*Aim:* Swap "locator" for "detector" in the items that begin at the line containing "wooden stair tread." and stop after the line containing "x=829 y=539", and reproduce only those lines with everything else unchanged.

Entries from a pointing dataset
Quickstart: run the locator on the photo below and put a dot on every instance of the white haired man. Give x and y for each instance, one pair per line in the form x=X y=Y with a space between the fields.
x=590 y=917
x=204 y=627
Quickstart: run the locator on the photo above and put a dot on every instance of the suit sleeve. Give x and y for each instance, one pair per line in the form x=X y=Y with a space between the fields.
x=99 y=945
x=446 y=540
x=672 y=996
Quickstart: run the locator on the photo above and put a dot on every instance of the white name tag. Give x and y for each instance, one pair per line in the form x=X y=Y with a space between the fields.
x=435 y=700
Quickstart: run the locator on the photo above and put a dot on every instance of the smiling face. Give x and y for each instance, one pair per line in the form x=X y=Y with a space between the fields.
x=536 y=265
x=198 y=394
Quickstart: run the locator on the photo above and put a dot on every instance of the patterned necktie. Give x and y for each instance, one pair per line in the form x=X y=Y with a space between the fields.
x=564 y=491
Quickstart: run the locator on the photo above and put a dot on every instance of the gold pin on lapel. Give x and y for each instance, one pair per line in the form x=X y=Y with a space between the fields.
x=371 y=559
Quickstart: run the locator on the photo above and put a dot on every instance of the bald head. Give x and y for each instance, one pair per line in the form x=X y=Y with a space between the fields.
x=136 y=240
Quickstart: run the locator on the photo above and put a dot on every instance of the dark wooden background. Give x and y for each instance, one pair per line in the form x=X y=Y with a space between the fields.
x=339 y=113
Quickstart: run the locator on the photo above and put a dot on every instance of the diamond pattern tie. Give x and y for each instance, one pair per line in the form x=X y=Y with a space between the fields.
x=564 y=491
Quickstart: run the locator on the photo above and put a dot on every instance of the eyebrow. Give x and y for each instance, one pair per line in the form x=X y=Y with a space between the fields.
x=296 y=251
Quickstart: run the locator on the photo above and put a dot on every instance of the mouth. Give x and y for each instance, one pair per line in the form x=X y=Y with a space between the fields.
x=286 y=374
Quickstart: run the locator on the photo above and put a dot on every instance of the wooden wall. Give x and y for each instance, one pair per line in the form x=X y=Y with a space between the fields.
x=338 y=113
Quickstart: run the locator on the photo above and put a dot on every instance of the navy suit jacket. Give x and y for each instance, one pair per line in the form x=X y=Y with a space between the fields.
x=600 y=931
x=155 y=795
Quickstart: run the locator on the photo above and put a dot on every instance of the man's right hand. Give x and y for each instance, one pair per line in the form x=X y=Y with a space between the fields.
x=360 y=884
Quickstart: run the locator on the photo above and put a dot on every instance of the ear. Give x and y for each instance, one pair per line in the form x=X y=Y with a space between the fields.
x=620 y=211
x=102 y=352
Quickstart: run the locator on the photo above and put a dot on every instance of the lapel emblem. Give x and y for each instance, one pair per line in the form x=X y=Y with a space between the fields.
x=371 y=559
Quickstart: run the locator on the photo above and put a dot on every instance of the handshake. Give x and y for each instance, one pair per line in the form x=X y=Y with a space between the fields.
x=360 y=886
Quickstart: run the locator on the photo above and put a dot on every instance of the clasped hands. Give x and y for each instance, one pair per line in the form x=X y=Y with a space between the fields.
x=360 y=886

---

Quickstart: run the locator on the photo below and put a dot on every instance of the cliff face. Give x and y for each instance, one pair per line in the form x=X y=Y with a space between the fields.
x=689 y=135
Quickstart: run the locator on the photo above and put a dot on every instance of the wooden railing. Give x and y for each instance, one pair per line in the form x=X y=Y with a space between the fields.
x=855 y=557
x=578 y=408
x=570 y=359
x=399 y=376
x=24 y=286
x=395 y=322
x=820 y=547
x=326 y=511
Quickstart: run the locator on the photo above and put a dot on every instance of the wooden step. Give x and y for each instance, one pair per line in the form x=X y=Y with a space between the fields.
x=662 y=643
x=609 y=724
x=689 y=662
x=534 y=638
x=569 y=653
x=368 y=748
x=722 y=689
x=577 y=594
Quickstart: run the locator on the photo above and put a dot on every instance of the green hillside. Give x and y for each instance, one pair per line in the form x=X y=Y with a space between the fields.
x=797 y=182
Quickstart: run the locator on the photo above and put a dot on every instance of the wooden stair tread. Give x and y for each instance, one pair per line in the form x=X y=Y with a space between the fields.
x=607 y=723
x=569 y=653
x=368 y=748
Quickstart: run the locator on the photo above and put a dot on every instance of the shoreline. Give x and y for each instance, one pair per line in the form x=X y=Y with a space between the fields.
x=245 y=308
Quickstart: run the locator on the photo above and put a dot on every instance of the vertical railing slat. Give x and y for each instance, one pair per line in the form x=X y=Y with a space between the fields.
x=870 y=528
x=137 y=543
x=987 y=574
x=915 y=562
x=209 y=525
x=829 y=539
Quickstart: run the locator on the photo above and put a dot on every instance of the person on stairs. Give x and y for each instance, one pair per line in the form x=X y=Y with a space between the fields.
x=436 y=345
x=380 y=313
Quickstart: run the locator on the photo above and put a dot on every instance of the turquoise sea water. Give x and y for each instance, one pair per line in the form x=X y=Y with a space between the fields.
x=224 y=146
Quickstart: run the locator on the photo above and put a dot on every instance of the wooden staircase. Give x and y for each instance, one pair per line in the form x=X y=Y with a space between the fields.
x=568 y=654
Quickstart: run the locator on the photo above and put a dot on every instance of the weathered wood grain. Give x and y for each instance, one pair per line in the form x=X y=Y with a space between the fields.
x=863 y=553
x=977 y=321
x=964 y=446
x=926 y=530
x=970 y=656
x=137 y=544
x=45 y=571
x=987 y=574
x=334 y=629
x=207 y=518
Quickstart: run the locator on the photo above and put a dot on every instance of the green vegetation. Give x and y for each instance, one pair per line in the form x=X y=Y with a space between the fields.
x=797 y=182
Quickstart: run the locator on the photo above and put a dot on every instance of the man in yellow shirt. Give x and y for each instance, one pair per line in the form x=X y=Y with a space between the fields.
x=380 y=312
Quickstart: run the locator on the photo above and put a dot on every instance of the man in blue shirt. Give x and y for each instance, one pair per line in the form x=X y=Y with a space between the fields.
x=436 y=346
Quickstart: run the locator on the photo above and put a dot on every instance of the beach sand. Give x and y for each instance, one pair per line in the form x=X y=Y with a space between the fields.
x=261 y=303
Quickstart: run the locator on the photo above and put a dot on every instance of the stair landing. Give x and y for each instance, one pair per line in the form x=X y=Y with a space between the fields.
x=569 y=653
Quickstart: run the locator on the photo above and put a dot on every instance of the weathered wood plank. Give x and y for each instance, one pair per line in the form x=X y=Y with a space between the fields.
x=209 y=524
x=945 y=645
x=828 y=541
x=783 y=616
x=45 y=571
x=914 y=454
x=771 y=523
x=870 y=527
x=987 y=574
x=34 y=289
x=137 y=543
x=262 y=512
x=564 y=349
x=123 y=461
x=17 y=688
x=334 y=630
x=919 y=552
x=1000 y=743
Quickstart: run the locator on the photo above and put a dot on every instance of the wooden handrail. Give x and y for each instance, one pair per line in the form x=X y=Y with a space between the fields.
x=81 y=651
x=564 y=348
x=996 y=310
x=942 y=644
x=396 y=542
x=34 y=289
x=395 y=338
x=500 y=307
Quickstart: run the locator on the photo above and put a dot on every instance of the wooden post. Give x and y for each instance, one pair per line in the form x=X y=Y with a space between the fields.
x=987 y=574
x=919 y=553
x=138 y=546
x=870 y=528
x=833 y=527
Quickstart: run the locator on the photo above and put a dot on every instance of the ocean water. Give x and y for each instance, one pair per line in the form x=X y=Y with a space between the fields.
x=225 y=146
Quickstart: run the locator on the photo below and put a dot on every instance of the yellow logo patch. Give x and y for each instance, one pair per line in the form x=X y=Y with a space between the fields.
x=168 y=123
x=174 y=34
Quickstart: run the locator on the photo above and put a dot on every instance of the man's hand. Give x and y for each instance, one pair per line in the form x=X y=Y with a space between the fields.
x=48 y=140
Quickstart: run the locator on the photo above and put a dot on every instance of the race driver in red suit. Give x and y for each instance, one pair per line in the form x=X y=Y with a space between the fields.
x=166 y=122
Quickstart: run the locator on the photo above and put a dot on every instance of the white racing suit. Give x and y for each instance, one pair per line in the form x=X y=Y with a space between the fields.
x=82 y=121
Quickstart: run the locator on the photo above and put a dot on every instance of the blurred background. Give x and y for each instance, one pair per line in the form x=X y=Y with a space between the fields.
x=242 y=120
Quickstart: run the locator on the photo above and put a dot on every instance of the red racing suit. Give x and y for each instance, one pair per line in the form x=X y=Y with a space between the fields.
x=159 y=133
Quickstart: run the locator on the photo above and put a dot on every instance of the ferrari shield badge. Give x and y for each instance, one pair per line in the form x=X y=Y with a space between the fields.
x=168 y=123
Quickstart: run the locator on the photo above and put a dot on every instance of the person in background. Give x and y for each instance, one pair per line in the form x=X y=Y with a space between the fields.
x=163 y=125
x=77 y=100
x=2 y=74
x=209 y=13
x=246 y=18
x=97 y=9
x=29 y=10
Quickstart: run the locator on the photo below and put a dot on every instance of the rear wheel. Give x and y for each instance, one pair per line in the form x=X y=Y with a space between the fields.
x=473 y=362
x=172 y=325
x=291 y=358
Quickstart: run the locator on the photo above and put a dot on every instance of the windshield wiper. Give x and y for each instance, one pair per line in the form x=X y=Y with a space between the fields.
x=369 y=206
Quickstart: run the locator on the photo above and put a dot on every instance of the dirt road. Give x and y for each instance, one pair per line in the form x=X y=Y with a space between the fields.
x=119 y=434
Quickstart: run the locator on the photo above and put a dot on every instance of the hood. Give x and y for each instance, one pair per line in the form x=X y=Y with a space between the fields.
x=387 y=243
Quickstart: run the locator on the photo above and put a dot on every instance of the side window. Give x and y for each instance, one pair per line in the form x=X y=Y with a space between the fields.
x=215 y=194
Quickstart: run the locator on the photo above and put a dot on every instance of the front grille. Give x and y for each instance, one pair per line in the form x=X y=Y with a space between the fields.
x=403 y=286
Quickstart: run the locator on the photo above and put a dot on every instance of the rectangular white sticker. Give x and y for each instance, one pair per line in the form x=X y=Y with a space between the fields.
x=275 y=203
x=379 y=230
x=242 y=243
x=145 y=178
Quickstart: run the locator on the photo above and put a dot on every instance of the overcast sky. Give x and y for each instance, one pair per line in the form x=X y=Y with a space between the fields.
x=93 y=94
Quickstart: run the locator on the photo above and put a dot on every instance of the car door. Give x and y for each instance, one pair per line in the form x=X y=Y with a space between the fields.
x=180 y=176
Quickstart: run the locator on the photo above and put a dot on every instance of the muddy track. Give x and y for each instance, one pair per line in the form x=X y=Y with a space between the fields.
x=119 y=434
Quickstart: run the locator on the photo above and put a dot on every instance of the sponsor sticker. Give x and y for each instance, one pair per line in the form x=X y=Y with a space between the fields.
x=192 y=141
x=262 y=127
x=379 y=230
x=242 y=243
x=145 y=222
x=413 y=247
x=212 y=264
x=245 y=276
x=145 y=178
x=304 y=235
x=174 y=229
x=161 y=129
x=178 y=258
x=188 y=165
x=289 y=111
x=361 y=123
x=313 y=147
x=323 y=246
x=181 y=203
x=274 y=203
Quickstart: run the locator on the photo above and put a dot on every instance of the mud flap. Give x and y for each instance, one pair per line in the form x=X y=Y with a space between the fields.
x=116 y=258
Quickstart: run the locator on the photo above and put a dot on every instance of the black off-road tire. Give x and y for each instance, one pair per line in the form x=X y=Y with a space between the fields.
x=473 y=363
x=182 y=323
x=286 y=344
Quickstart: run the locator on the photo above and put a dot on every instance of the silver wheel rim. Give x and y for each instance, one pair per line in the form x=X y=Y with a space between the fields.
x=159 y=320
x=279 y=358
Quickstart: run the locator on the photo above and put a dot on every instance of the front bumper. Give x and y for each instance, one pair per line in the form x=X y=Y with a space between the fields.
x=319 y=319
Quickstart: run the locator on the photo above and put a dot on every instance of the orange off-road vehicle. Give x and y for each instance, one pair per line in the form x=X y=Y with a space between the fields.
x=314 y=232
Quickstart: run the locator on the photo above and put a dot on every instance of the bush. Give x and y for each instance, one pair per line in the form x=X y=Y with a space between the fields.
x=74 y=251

*Task result:*
Quickstart: run the detector on the photo above and put a dot on every instance of the wooden stair tread. Give x and y for each instance, one pair per line in the form x=X y=Y with a space between the fields.
x=607 y=723
x=569 y=653
x=368 y=748
Quickstart: run the detector on the photo above and put a dot on every instance of the shoreline. Give x and y for each instance, one pair per line in the form x=X y=Y with a space between the fields.
x=245 y=308
Quickstart: run the detector on the photo above and put a dot on every instance of the vertical railing slat. Give x and y for each instance, one pair per line in the form x=X y=Y with a space between the fields.
x=870 y=528
x=137 y=543
x=987 y=574
x=915 y=562
x=209 y=525
x=829 y=539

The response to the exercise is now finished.